→ **ÉNONCÉ A**
Relevez toutes les villes citées dans l'extrait sur l'art et la mémoire qui suit.

→ **EXTRAIT DU DOCUMENT**

Dans le cadre de son programme « Mémoire pour les générations futures », l’Andra mène une réflexion permanente sur la transmission de la mémoire de ses centres de stockage. Parmi les pistes étudiées : l’art. Rencontre, un brin philosophique, avec l’artiste Olivier Terral, dont l’œuvre « Devoir de mémoire » a été conçue en collaboration avec la population riveraine du Centre de l’Andra en Meuse/Haute-Marne. Une invitation à s’interroger sur l’empreinte que chacun souhaite laisser de son passage sur terre…

L’entreprise de mémoire répond à un enjeu de taille : résister au temps. Une problématique qui impose de réfléchir à la manière dont on pourrait communiquer dans plusieurs centaines, voire milliers d’années, avec nos concitoyens futurs. Pas simple. Néanmoins… Les premiers êtres humains n’ont-ils pas laissé des traces de leur passage en peignant des grottes ? Jérusalem,Alexandrie, Athènes, Rome, Byzance… l’héritage de toutes ces grandes civilisations ne perdure-t-il pas encore aujourd’hui grâce à l’art sous toutes ses formes : poèmes, architecture, peinture ? L’art est un authentique vecteur de mémoire à travers les siècles.

→ **ÉNONCÉ B**
Dans les enregistrements, recopiez les lignes allant de celle qui contient « Target: denim knee » jusqu'à celle qui contient « x=289, y=322 » incluse, en substituant « dot » à « marker ».

→ **ENREGISTREMENTS**
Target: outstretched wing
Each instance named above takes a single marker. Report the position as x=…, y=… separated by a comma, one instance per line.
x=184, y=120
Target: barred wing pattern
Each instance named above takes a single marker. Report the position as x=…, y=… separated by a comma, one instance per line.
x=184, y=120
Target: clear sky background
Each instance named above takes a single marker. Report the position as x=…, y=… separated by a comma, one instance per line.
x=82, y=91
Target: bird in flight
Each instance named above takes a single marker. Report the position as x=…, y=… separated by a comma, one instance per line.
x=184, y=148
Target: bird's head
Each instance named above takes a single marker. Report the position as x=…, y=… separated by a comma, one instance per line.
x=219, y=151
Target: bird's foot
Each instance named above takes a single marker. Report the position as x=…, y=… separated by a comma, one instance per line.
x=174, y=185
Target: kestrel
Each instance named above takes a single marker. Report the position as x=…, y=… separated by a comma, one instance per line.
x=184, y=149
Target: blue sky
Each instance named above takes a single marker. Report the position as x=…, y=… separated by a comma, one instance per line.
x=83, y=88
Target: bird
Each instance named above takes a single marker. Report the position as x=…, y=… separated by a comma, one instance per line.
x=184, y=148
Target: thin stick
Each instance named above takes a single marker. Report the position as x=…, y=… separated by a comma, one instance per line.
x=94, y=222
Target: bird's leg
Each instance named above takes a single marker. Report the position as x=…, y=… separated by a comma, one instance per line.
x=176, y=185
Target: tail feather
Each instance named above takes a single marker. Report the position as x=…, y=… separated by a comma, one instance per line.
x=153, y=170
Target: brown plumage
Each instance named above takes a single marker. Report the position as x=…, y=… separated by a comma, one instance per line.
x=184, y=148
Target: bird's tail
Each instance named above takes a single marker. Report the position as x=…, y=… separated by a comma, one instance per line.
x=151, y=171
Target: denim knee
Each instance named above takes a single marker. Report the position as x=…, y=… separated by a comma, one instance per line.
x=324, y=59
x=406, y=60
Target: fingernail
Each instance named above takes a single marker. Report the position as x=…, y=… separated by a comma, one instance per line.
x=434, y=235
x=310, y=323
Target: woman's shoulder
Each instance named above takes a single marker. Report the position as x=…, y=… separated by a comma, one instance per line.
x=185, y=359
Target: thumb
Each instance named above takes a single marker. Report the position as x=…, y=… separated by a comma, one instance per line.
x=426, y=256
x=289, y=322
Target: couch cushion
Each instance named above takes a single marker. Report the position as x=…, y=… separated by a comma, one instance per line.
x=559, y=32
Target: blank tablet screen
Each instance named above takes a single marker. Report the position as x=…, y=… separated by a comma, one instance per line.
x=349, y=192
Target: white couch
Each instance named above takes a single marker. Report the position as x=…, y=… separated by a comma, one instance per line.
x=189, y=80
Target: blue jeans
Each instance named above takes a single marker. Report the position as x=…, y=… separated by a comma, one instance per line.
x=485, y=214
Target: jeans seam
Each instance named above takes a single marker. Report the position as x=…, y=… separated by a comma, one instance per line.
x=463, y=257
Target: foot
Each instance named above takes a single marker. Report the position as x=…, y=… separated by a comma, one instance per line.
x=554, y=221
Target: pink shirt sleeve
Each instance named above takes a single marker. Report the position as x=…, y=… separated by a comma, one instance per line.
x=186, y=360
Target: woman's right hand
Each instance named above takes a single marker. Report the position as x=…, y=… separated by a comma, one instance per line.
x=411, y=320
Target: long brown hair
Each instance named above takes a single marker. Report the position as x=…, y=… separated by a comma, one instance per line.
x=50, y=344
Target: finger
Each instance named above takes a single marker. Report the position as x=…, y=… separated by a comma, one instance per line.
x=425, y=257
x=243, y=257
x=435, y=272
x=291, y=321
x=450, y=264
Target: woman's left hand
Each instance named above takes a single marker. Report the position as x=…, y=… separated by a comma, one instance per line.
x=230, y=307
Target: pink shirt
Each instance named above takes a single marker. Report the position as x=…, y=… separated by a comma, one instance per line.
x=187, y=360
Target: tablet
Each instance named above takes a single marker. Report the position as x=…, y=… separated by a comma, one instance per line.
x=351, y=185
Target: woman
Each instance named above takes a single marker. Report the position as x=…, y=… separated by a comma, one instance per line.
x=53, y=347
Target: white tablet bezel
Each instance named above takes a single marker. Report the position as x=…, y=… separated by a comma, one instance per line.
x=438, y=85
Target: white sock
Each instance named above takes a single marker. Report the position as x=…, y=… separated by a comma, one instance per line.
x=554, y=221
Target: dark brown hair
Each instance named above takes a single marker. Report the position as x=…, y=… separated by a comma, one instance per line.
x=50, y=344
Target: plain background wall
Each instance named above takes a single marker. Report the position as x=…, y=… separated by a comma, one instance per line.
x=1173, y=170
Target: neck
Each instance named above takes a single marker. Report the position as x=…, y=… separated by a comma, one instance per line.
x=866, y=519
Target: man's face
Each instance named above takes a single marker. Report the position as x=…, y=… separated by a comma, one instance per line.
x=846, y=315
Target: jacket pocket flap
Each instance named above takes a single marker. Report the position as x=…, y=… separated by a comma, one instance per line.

→ **RÉPONSE ATTENDUE A**
Jérusalem, Alexandrie, Athènes, Rome, Byzance

→ **RÉPONSE ATTENDUE B**
Target: denim knee
Each instance named above takes a single dot. Report the position as x=…, y=… separated by a comma, one instance per line.
x=324, y=59
x=406, y=60
Target: fingernail
Each instance named above takes a single dot. Report the position as x=…, y=… separated by a comma, one instance per line.
x=434, y=235
x=310, y=323
Target: woman's shoulder
Each instance named above takes a single dot. Report the position as x=…, y=… separated by a comma, one instance per line.
x=185, y=359
Target: thumb
Each instance named above takes a single dot. Report the position as x=…, y=… separated by a comma, one instance per line.
x=426, y=256
x=289, y=322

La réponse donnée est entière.